═════ Dataset excerpts

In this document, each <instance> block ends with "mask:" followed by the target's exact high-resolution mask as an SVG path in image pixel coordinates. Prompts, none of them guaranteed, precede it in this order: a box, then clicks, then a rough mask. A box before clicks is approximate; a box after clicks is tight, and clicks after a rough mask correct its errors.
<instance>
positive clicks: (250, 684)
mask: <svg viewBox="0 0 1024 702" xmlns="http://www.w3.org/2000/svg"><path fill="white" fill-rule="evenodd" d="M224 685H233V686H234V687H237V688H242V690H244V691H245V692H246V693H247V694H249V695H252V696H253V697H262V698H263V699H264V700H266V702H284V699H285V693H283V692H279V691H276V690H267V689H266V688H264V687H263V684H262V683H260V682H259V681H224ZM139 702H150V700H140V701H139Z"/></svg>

══════════
═════ Dataset excerpts

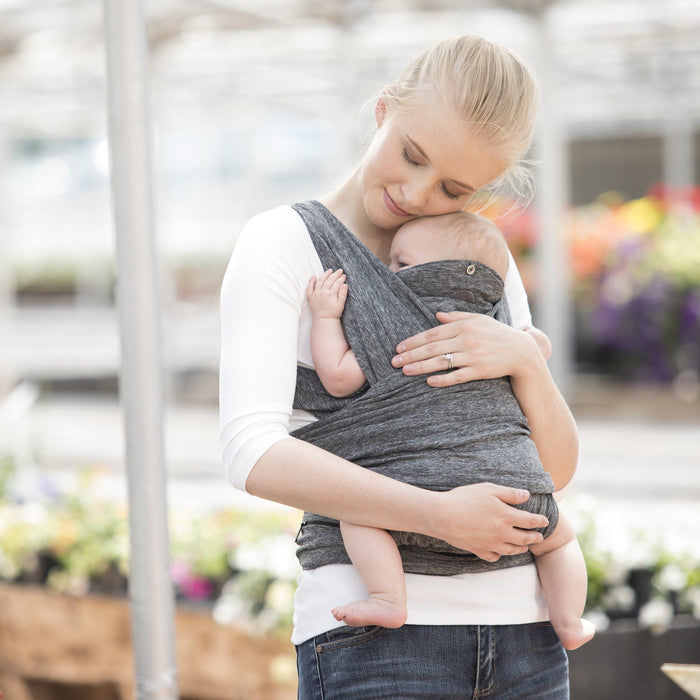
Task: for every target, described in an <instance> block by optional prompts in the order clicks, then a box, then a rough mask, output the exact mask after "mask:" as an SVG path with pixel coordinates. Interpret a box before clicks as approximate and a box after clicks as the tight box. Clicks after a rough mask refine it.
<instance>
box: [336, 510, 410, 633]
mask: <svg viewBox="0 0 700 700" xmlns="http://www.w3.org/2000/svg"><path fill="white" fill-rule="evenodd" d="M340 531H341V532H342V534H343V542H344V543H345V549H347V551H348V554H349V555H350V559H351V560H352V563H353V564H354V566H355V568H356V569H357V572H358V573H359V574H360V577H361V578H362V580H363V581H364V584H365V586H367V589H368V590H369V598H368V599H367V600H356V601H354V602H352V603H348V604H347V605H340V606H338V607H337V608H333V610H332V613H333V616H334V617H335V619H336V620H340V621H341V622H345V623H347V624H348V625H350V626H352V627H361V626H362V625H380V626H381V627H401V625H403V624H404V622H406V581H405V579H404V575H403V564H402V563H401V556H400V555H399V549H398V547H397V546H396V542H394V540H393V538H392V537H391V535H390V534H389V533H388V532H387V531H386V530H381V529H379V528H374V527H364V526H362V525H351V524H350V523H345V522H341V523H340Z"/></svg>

══════════
═════ Dataset excerpts

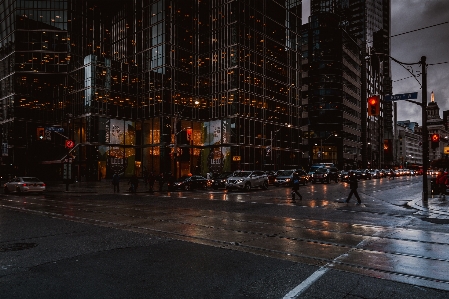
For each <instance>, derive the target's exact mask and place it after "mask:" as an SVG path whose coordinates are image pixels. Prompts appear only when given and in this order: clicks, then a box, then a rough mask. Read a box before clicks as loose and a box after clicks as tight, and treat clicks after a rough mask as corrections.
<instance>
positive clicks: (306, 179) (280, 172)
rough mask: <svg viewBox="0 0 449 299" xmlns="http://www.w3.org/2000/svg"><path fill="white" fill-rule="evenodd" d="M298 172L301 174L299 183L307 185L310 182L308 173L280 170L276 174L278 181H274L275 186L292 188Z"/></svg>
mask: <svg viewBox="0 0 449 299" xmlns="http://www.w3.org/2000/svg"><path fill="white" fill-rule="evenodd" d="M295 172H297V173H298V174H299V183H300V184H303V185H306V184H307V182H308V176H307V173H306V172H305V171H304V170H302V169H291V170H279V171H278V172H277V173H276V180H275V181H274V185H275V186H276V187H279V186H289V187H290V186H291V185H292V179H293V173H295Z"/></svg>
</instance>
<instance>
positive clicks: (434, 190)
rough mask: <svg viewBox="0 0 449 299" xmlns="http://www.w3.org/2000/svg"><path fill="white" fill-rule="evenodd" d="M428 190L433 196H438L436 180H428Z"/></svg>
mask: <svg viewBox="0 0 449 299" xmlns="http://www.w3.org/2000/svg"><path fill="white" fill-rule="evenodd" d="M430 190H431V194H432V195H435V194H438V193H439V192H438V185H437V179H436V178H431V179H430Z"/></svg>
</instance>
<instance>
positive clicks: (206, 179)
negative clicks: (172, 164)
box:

══════════

### What to produce
Rewrite the entries from the line with "For each <instance>, derive" up to and including the line with "172L301 174L299 183L307", replacing "rough mask" with "coarse mask" and leaving everything else unchanged.

### Response to this exercise
For each <instance>, derive the target's exact mask and place it after "mask:" as an SVG path whose coordinates are image pixels. Prompts appear only when given and in this order: clicks, then a box, then a coarse mask. Read a box before clicks as loose and a box after clicks as tight, and treat clicks after a coarse mask as corrections.
<instance>
positive clicks: (306, 179) (280, 172)
coarse mask: <svg viewBox="0 0 449 299" xmlns="http://www.w3.org/2000/svg"><path fill="white" fill-rule="evenodd" d="M298 172L301 174L299 183L307 185L310 182L308 173L280 170L276 174L278 181H274L275 186L292 188Z"/></svg>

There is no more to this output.